==== DATASET RECORDS ====

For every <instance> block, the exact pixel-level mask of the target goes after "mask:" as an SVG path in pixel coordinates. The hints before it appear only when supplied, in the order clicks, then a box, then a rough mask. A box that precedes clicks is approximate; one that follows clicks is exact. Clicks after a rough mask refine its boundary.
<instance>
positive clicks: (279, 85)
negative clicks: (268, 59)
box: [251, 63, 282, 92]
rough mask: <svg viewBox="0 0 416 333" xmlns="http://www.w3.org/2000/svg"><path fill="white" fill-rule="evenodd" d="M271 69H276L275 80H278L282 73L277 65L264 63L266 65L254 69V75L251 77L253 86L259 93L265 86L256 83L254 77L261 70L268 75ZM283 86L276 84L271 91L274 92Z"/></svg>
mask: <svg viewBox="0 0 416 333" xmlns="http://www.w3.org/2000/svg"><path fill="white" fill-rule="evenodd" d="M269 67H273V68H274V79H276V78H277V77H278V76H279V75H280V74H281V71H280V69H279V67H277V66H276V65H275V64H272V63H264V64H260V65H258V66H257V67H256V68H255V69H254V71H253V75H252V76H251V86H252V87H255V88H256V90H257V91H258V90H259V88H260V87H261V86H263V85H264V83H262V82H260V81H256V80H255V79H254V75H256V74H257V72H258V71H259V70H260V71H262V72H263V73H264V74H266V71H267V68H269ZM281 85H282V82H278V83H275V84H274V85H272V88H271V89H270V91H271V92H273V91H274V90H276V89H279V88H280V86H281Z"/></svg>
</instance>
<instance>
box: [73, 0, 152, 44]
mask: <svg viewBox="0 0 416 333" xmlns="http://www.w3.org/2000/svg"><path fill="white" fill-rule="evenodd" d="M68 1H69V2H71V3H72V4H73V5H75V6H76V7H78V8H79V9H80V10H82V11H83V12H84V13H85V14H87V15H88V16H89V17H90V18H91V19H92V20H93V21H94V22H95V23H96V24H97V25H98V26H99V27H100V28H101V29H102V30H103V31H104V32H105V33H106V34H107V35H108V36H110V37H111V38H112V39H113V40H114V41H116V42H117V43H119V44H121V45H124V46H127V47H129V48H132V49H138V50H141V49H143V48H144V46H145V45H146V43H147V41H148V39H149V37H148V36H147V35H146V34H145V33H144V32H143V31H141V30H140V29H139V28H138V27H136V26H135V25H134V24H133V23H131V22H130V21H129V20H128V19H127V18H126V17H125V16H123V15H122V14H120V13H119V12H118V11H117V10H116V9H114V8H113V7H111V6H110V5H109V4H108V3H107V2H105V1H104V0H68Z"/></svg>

====

THE TASK: Output only the lines running from the line with "box: [251, 63, 282, 92]" through the final line of the data, inclusive.

EXERCISE RESPONSE:
box: [251, 63, 282, 92]
rough mask: <svg viewBox="0 0 416 333" xmlns="http://www.w3.org/2000/svg"><path fill="white" fill-rule="evenodd" d="M271 69H276L275 80H278L282 73L277 65L264 63L266 65L254 69V75L251 77L253 86L259 93L265 86L256 83L254 77L261 70L268 75ZM283 86L276 84L271 91L274 92Z"/></svg>
mask: <svg viewBox="0 0 416 333" xmlns="http://www.w3.org/2000/svg"><path fill="white" fill-rule="evenodd" d="M269 67H273V68H274V79H276V78H277V77H278V76H279V75H280V74H281V71H280V69H279V67H277V66H276V65H275V64H272V63H264V64H260V65H258V66H257V67H256V68H255V69H254V71H253V75H252V76H251V86H252V87H255V88H256V90H257V91H258V90H259V88H260V87H261V86H263V85H264V83H262V82H260V81H256V80H255V79H254V75H256V74H257V72H258V71H259V70H260V71H262V72H263V73H264V74H266V71H267V68H269ZM281 85H282V82H278V83H275V84H274V85H272V88H271V89H270V91H271V92H273V91H274V90H276V89H279V88H280V86H281Z"/></svg>
</instance>
<instance>
box: [73, 0, 152, 44]
mask: <svg viewBox="0 0 416 333" xmlns="http://www.w3.org/2000/svg"><path fill="white" fill-rule="evenodd" d="M68 1H69V2H71V3H72V4H73V5H75V6H76V7H78V8H79V9H80V10H82V11H83V12H84V13H85V14H87V15H88V16H89V17H90V18H91V19H92V20H93V21H94V22H95V23H96V24H97V25H98V26H99V27H100V28H101V29H102V30H103V31H104V32H105V33H106V34H107V35H108V36H110V37H111V38H112V39H113V40H114V41H116V42H117V43H119V44H121V45H124V46H127V47H129V48H132V49H138V50H141V49H143V48H144V46H145V45H146V43H147V41H148V39H149V37H148V36H147V35H146V34H145V33H144V32H143V31H141V30H140V29H139V28H138V27H136V26H135V25H134V24H133V23H131V22H130V21H129V20H128V19H127V18H126V17H125V16H123V15H122V14H120V13H119V12H118V11H117V10H116V9H114V8H113V7H111V6H110V5H109V4H108V3H107V2H105V1H104V0H68Z"/></svg>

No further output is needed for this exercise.